**Your objective**
Name each company mentioned in the forum thread below, once each, in the order they first appear.

**Extracted text**

+--

This is an essential step to see if the problem is that you are passing through the AVR.


----------



## bozobytes (Nov 23, 2008)

As far as the Pass through, this Yamaha RX-V665 has this onboard 

HDMI Pass-through •
HDMI Up Conversion • (with upscaling up to 1080p)

TimeWarner and I already tried to bypass the cable and connect into the TV,and it never blacked out, we waited for about 20 inutes,but the guy was not going to wait forever.


----------



## lcaillo (May 2, 2006)

Then the problem is in the HDMI communication through the Yamaha. Have you contacted Yamaha?


----------



## bozobytes (Nov 23, 2008)

Hi,
Just called Yamaha. He told me since we already bypassed the receiver,and it was not in the equation, it's solely between the TV and the Cable boxes,and that Yamahe has heard of issues with the Motorola STB's and their receivers.

We had had regular Motorola HD cable boxes before we switched to these Motorola HD-DVR Cable boxes using the same TV and this Yamaha receiver with no issues at all before this. I will remain convinced thet Motorola and their lack of HDCP repeaters in these boxes are the culprit of my problem. :1eye:


----------



## lcaillo (May 2, 2006)

I am sorry, but the information that you are giving is inconsistent and you keep changing or adding details. If the set works when the Yamaha is bypassed then there is something going on by having the AVR in the signal chain. You said that there was no problem when bypassing the Yamaha. Is that the case or not?


----------



## bozobytes (Nov 23, 2008)

I am sorry for the confusion and that fact that you are confused by my posts. Like I previously said, the problem is most likely the Motorola HD-DVR without the HDCP repeater architecure which Yamaha and Samsung both concurred is the most likely culprit. 
The only way to fix this problem is for me to go back to a Motorola HD STB, and forget the HD-DVR until Motorola fixes this bug. 
Since there are few who have experienced this, then I would consider this case closed, otherwise we are beating a dead horse. Thank you all for your replies. :wave:


----------



## lcaillo (May 2, 2006)

You may be correct about the nature of your problem. There may also be more to learn here.

If you would clarify the conditions, perhaps others could better understand your problem and learn something. I had intended to check with my contact at Samsung regarding the problem, and perhaps at Yamaha, but without a clear description of the conditions, I will not do so. When trying to solve technical issues, you have to be very specific and consistent to isolate a problem. Inconsistent information does nothing to move the matter forward. HDMI/HDCP issues are very difficult to isolate and manufacturers take every opprotunity to pass off the blame to others.

As I point out repeatedly, those that communicate their symptoms and conditions clearly are most likely to get help and solve their problems. Those that are careless in description, do not answer questions clearly, or provide conflicting information are unlikely to find much help and unlikely to resolve an issue. I will not bother to do research on problems and use my contacts to gather information unless I clearly understand the nature of the issue.


----------

+--

**Raw data**
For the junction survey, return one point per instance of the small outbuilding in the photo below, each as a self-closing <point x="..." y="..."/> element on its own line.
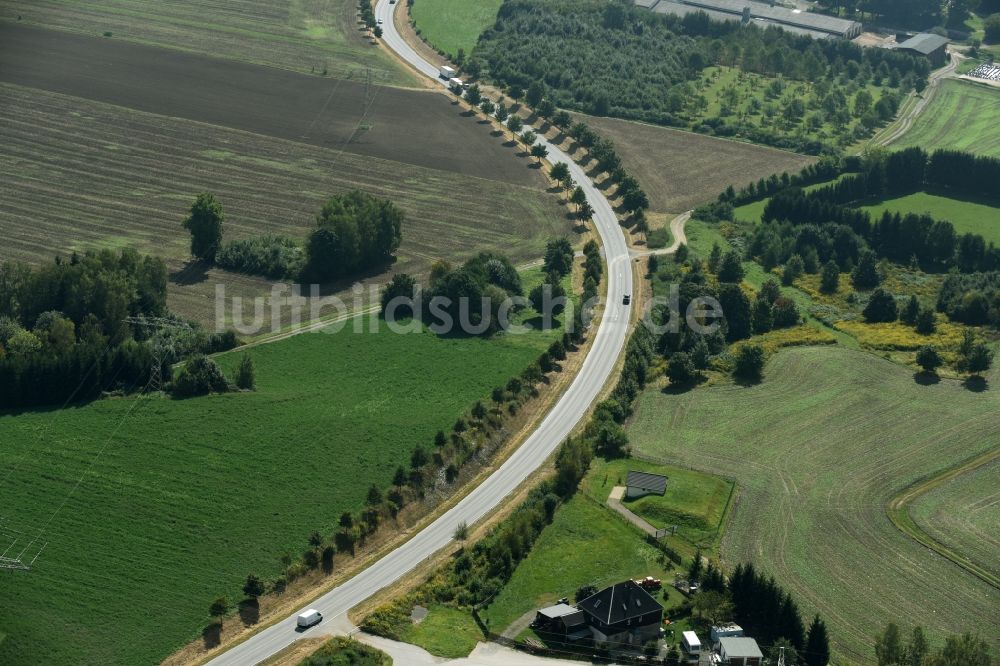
<point x="725" y="631"/>
<point x="740" y="651"/>
<point x="640" y="484"/>
<point x="623" y="614"/>
<point x="562" y="620"/>
<point x="933" y="47"/>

+--

**Output below**
Yamaha, TimeWarner, Motorola, Samsung